What is the General Conference

The Marist Constitutions describe the General Conference as a consultative assembly that has two objectives: to strengthen the unity of the Institute and to study questions of general concern and to propose ways of answering them.
The custom of gathering a significant group of brothers in order to look at important matters of the Institute was one of the practices introduced by Marcellin to encourage the unity of the brothers. The origin of this structure at the service of the general government, as such as we know today, started to take shape and define its function as a form of a renewed style of government of religious institutes as called for by Vatican II.
Brother Charles Raphaël initiated this practice in 1961 and repeated it in 1965. From these initial experiences it has evolved into a convocation between General Chapters once during the mandate of the Superior General. It gives an opportunity to evaluate the implementation of the Chapter decisions and it is included in our new Constitutions in the chapter concerning Government.
The General Conference is a consultative assembly and its function differs from that of the General Chapter. The latter has full autonomy regarding the General Council and constitutes the supreme extraordinary authority of the Institute. On the contrary, the organisation of the General Conference, its programme, its daily agenda and its duration are subject to the wishes of the Superior General and his Council. The Chapters generally resolve all the affairs by voting and present documents to the Institute. In the Conferences, there is no voting on decisions, but consensus is sought on the aspects that are to be encouraged in the Provinces or in the Institute, without expressing them in documents or official statements. These differences explain why there is a different way of working, of pursuing distinct objectives and adopting other means of attaining them.

Some peculiarities of the VII General Conference

The meetings location
The meetings location for this convocation will not be Rome, or Europe, but Asia. The VII General Conference will take place in Sri Lanka, also known as the Pearl of the Indian Ocean to bring the brothers closer to this part of humanity sometimes so unfamiliar to us than our own. This follows the criteria with which the V General Conference was organised in Veranopolis (Brazil) for the first time in the history of this type of meeting away from Rome and in Latin America.

**Recorded information**:
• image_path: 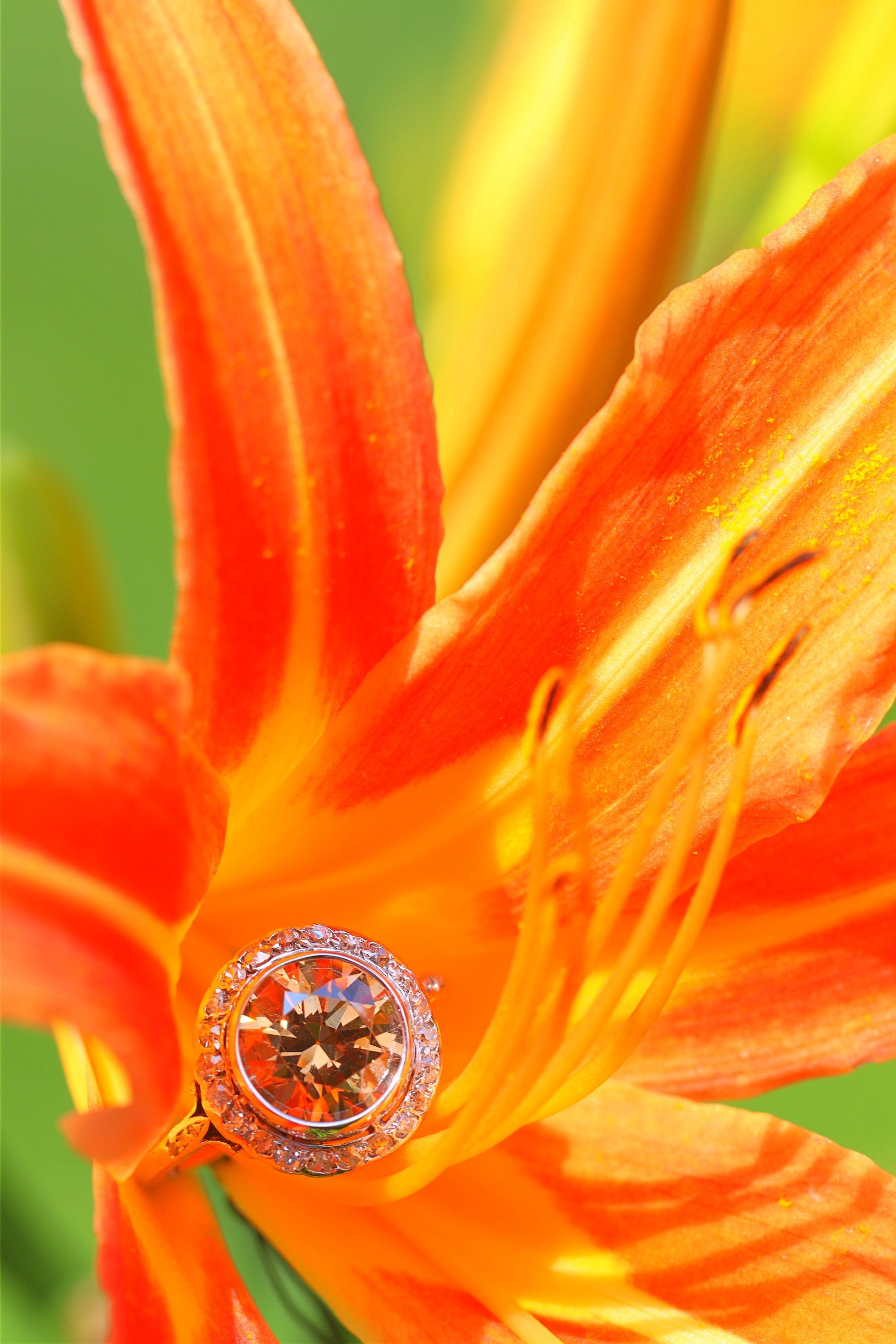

**Exercise brief**:
According to the text on the Marist General Conference, who started the practice of holding it, and in what year? Rely only on the text about the Marist General Conference for this.

**Written response**:
Brother Charles Raphaël started the practice in 1961.